» **DIRECTIONS**
Convert every line of the entries below into a Markdown table with the columns "Row" and "Entry line", numbering each line and skipping blank lines. Omit the pictures from the table.

------ RECORDS SUPPLIED ------

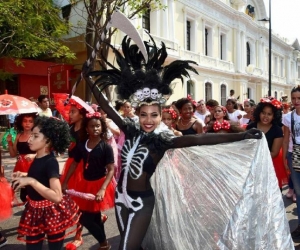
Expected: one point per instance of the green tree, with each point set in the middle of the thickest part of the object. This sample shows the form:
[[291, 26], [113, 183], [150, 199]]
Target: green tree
[[32, 29], [98, 15]]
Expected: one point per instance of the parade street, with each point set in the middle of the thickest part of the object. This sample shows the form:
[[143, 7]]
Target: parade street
[[9, 227]]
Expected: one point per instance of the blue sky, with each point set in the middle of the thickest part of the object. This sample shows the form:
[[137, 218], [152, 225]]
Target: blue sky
[[285, 17]]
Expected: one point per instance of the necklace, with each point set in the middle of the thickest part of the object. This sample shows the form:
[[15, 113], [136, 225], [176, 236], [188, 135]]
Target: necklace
[[185, 124]]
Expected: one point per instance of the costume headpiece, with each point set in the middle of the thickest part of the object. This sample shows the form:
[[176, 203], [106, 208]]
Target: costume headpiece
[[272, 101], [138, 79]]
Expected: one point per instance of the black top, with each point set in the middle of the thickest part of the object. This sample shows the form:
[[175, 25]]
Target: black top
[[274, 132], [23, 148], [74, 141], [189, 131], [95, 162], [42, 169]]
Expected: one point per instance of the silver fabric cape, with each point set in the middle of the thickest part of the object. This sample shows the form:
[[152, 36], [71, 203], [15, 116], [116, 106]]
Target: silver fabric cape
[[223, 196]]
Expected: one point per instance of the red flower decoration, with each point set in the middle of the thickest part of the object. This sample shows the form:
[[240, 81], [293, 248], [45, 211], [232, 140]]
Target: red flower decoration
[[93, 115], [223, 125], [172, 112], [277, 104], [192, 100]]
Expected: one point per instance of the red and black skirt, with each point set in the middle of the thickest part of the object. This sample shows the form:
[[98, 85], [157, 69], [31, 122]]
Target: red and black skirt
[[46, 217], [22, 164], [93, 187]]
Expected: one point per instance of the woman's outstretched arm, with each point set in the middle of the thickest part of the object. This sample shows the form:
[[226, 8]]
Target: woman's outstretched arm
[[214, 138], [105, 104]]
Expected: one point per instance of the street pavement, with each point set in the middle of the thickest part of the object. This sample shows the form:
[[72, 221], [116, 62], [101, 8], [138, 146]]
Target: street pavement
[[9, 227]]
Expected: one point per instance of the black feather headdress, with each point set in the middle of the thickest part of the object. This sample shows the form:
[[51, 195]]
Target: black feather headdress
[[140, 81]]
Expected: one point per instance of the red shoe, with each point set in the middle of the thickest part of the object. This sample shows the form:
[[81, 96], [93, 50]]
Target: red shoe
[[75, 244]]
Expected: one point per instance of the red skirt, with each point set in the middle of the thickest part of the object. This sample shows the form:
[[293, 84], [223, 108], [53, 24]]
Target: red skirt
[[93, 187], [77, 176], [280, 171], [46, 217], [22, 164], [6, 197]]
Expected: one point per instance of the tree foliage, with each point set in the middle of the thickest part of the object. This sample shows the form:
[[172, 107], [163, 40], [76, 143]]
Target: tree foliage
[[32, 29]]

------

» **TASK RESPONSE**
| Row | Entry line |
|---|---|
| 1 | Expected: one point per instance of the green tree, with each point set in the middle of the thickest part of the object. This sample shows the form: |
| 2 | [[291, 26], [113, 183], [150, 199]] |
| 3 | Target: green tree |
| 4 | [[32, 29], [98, 15]] |
| 5 | Expected: one point per instance of the parade street, with each point set in the middle of the thickest part of the object. This sample shows the form: |
| 6 | [[143, 7]] |
| 7 | Target: parade street |
| 8 | [[9, 227]] |
| 9 | Expected: one point per instance of the blue sky, with each point set in the middle of the thickest part of the object. This sample shows the form: |
| 10 | [[137, 218], [152, 225]] |
| 11 | Target: blue sky |
| 12 | [[285, 17]] |
| 13 | Expected: one point per instance of the necklace, with each point set in the middle of the thickest part of the object. This sample shows the form: |
| 14 | [[15, 113], [136, 225], [176, 236], [188, 135]] |
| 15 | Target: necklace |
| 16 | [[185, 124]] |
| 17 | Expected: one point per instance of the costume headpiece, with each point set in the middle of the thickest part of the object. This sample shows the form: |
| 18 | [[176, 203], [106, 208]] |
| 19 | Target: costume headpiece |
| 20 | [[272, 101], [138, 79]] |
| 21 | Expected: one point per instance of the black top, with each point set in the middle of the thickest part of the object. This sample shows the form: |
| 22 | [[175, 25]] |
| 23 | Target: black top |
| 24 | [[274, 132], [23, 148], [74, 141], [189, 131], [95, 162], [42, 169]] |
| 25 | Expected: one point per instance of the silver fabric cape, with each point set in the middle of the thickest part of the object. This sample shows the form: |
| 26 | [[152, 36], [71, 203], [15, 116], [116, 106]] |
| 27 | Target: silver fabric cape |
| 28 | [[223, 196]] |
| 29 | Expected: one point per instance of the red flower decoration, with each point set in the middle of the thickest part of the object. This sample shows the form: |
| 30 | [[240, 81], [293, 248], [45, 211], [232, 140]] |
| 31 | Target: red flower decoration |
| 32 | [[93, 115], [223, 125], [172, 112], [277, 104], [192, 100]] |
| 33 | Expected: one point per instance of the red and black skirt, with each point set in the middle of the thickest part of the object. This sample shows the form: |
| 34 | [[98, 85], [157, 69], [31, 122]] |
| 35 | Target: red and black skirt |
| 36 | [[46, 217], [22, 164], [93, 187]] |
| 37 | Expected: one point per instance of the woman's outstretched arm, with each point set in the middle of the thickest part of the object. This sample shows the form: |
| 38 | [[226, 8]] |
| 39 | Target: woman's outstretched arm |
| 40 | [[214, 138], [105, 104]] |
| 41 | Expected: one point per instance of the street pavement, with each point set in the middle of the thickest part of the object. This sample shows the form: |
| 42 | [[72, 221], [116, 62], [101, 8], [138, 146]] |
| 43 | Target: street pavement |
| 44 | [[9, 227]] |
| 45 | Expected: one point per instance of the black feather headdress, with each point set in the middle of the thickest part of the object. This sample shows the form: |
| 46 | [[51, 195]] |
| 47 | Target: black feather headdress |
| 48 | [[140, 81]] |
| 49 | Expected: one point per instance of the red shoe, with each point set in the middle of the thickest part of the object. This sample shows the form: |
| 50 | [[81, 96], [93, 50]] |
| 51 | Target: red shoe |
| 52 | [[75, 244]] |
| 53 | Expected: one point per instance of the red skirt, with each point set in the middle of the thickest part of the object. This sample shows the form: |
| 54 | [[293, 84], [223, 108], [53, 24]] |
| 55 | Target: red skirt |
| 56 | [[93, 187], [77, 176], [280, 171], [46, 217], [22, 164], [6, 197]] |
| 57 | Expected: one point per instance of the tree foliage, with each point set in the middle of the thickest part of the object. This sample shows the form: |
| 58 | [[172, 107], [163, 40], [76, 143]] |
| 59 | Target: tree foliage |
| 60 | [[32, 29]] |